(Extracted data entries)
[Start of Attachment]

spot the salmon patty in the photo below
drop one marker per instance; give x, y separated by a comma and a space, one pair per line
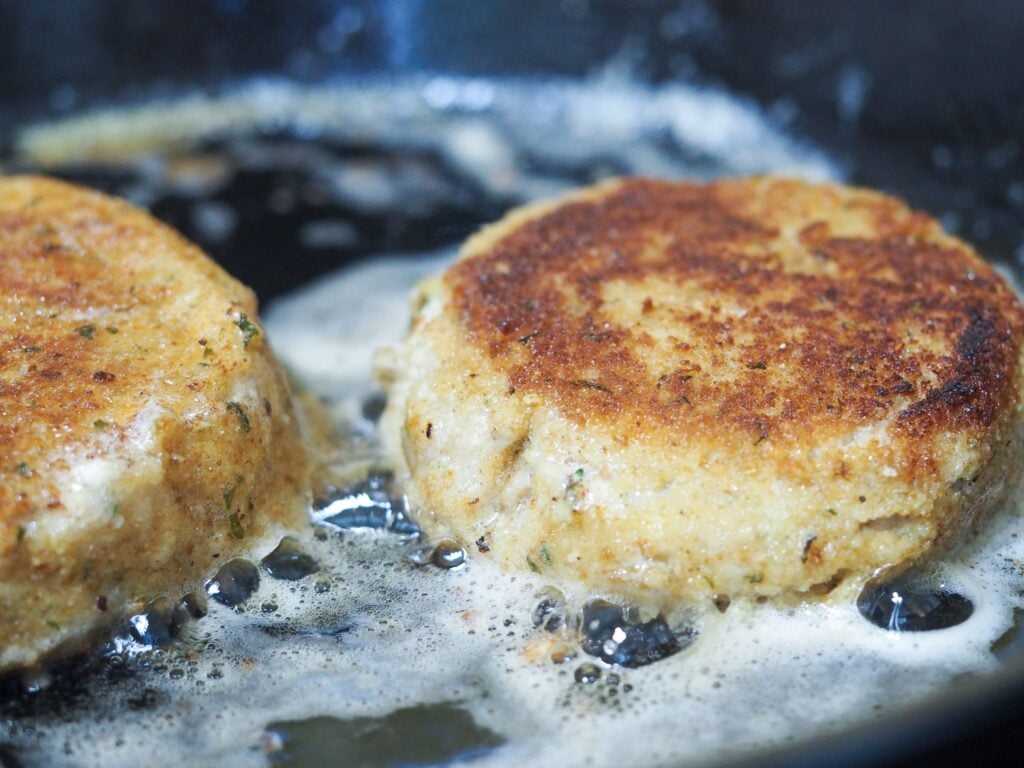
146, 432
671, 390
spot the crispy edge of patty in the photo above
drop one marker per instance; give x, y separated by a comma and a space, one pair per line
125, 343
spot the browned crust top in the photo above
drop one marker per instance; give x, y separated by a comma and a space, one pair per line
753, 309
102, 310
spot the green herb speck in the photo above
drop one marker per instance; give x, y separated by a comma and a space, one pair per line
238, 530
248, 328
545, 553
236, 409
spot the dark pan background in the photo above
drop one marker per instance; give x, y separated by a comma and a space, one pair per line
924, 98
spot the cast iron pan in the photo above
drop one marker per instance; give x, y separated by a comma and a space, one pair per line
925, 100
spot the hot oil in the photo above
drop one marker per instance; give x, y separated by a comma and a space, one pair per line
358, 636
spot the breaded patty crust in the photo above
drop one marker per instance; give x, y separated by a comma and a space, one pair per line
146, 432
674, 390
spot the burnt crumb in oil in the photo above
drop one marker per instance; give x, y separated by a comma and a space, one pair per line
235, 583
373, 503
616, 636
912, 602
448, 554
289, 561
161, 622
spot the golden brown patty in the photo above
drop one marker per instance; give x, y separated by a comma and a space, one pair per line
146, 432
756, 386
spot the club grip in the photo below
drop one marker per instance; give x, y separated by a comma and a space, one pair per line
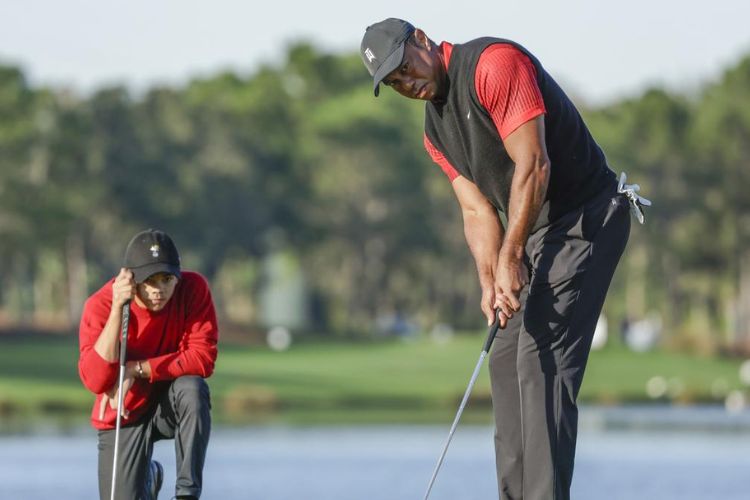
491, 336
124, 335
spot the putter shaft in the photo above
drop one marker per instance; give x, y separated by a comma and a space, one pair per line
472, 381
120, 394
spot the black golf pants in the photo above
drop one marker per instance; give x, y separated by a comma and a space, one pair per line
538, 360
183, 413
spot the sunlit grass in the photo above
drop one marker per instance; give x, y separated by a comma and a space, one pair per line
398, 381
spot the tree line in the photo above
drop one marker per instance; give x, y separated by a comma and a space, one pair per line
300, 195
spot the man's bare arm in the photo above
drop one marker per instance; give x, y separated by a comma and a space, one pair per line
526, 147
483, 233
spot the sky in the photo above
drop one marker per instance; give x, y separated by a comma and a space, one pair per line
599, 51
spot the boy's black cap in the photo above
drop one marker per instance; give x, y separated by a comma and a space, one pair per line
150, 252
382, 48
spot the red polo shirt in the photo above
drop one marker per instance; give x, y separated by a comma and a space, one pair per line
178, 340
505, 82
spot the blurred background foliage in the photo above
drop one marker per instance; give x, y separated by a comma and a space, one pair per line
312, 205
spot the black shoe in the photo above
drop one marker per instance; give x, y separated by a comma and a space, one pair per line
156, 477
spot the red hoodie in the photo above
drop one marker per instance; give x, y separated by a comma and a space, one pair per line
178, 340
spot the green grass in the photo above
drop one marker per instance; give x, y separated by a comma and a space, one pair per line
393, 381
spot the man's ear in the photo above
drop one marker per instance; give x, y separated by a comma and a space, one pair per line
422, 39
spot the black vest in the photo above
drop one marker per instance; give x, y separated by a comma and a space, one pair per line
464, 132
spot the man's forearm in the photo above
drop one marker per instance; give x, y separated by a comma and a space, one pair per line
527, 194
483, 234
108, 343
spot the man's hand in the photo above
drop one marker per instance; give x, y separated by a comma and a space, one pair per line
510, 278
111, 397
123, 288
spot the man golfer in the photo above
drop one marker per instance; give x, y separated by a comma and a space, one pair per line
511, 141
171, 349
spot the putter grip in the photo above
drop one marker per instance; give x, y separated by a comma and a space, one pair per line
124, 335
491, 336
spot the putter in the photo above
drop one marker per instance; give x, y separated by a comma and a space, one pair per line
120, 395
485, 350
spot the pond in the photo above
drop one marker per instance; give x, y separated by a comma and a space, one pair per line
632, 453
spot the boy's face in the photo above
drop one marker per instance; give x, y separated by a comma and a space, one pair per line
421, 74
156, 291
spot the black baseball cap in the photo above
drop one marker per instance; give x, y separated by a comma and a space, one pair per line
150, 252
382, 48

[End of Attachment]

Exercise brief
The lines you need are those containing "grip"; find them in the records and copy them.

Solution
spot the club grip in the photo below
spot the putter grip in the photo above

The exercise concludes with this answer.